Update the listing below by replacing every occurrence of "Place a point on every instance" with "Mark each instance with a point". Reproduce all the lines with everything else unchanged.

Task input
########
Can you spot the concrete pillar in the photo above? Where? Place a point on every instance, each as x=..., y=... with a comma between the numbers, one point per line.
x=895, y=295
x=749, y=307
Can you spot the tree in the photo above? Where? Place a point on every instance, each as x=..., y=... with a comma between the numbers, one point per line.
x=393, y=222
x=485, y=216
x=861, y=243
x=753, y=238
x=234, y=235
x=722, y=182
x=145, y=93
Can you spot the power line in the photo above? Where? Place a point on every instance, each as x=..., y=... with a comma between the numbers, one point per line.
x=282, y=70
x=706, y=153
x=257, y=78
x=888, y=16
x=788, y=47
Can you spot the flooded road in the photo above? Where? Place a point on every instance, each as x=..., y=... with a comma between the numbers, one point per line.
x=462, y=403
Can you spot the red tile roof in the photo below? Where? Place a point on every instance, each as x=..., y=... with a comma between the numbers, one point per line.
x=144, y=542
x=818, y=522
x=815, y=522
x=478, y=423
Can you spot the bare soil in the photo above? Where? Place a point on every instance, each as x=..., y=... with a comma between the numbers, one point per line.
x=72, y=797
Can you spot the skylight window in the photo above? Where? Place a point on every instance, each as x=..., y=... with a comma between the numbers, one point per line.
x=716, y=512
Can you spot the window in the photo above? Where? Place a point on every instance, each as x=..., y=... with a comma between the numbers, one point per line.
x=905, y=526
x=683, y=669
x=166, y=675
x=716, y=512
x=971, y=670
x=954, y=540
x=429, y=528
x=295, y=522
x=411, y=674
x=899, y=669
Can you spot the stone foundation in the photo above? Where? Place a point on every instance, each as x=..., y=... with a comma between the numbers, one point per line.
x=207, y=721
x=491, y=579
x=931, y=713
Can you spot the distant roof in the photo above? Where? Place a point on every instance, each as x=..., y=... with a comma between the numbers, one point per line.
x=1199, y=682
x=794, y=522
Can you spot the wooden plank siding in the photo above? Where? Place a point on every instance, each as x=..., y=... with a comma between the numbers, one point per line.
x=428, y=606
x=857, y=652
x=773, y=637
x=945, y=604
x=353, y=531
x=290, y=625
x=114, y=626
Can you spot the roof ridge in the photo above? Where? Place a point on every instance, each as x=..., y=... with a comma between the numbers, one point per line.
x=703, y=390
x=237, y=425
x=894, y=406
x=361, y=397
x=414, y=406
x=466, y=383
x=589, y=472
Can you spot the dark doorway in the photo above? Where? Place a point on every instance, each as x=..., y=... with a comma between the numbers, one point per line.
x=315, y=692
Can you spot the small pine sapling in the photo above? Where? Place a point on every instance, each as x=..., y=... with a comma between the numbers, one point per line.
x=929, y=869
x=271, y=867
########
Answer for the task
Can you spot the concrete pillar in the photo above? Where? Mark each instance with a point, each as x=..., y=... with a comma between the numbers, one point per line.
x=895, y=295
x=749, y=307
Can you spot the tree in the photo above? Where? Mark each instance with a point, each as x=..., y=... with a comma between the numbers, one point per line.
x=393, y=222
x=485, y=216
x=861, y=243
x=753, y=238
x=234, y=235
x=722, y=182
x=145, y=93
Can you spot the power line in the photo above? Where? Mark each instance with a point, each as x=..., y=... with a comma between the numbers, one point per line.
x=282, y=70
x=706, y=153
x=257, y=78
x=888, y=16
x=788, y=47
Can you spot the flooded road in the photo above? Where? Mark each instance with a point, each as x=..., y=... with a comma between the numbers, one point per line.
x=462, y=403
Can you spot the red tile roof in the photo below? Where? Mark each instance with a point, each as x=..., y=... with a comma between the numbers, one point per line.
x=144, y=542
x=818, y=522
x=815, y=522
x=478, y=423
Can you spot the bare soil in the photo above? Where? Mark each instance with a point, each as x=..., y=... with a comma between the numbers, one point per line.
x=72, y=797
Can you spot the skylight window in the photo above? Where? Mark each instance with a point, each as x=..., y=... with a comma between the numbers, one point per line.
x=716, y=512
Can you spot the window in the photo above? Where? Mark each instance with a point, each as x=..., y=... with a comma between the numbers, one point per line.
x=905, y=526
x=683, y=669
x=166, y=675
x=716, y=512
x=971, y=670
x=954, y=540
x=429, y=528
x=295, y=522
x=411, y=674
x=899, y=669
Can you spot the stone foundation in the photo above? Where? Mark each instance with a point, each as x=..., y=... with a comma between the numbers, one point per line.
x=207, y=721
x=491, y=579
x=931, y=713
Can you spot the distant roof in the photo above? Where? Mark each instance with a point, each as x=..., y=... with a comma between the numbers, one point per line.
x=1199, y=682
x=794, y=522
Can you spot the wooden plank siding in the photo above? Where? Mark each instance with a point, each as x=..., y=... with a comma between the numbers, one point per line.
x=428, y=606
x=857, y=652
x=773, y=637
x=945, y=604
x=353, y=531
x=290, y=625
x=114, y=626
Can you spot the roof ridge in the photo above? Where? Mark each instance with a point, each as x=..., y=... with a comma between the numbers, one point per line.
x=703, y=390
x=237, y=425
x=894, y=406
x=361, y=397
x=414, y=406
x=466, y=383
x=589, y=472
Can you spot the dark doorway in the photo above? Where? Mark each instance with a point, each as x=..., y=... with a comma between the numbers, one point per line.
x=315, y=692
Can you spot the small pine sapling in the photo above? Where? Mark each instance with a point, each as x=..., y=... with a comma between the numbers, one point per line.
x=929, y=869
x=271, y=867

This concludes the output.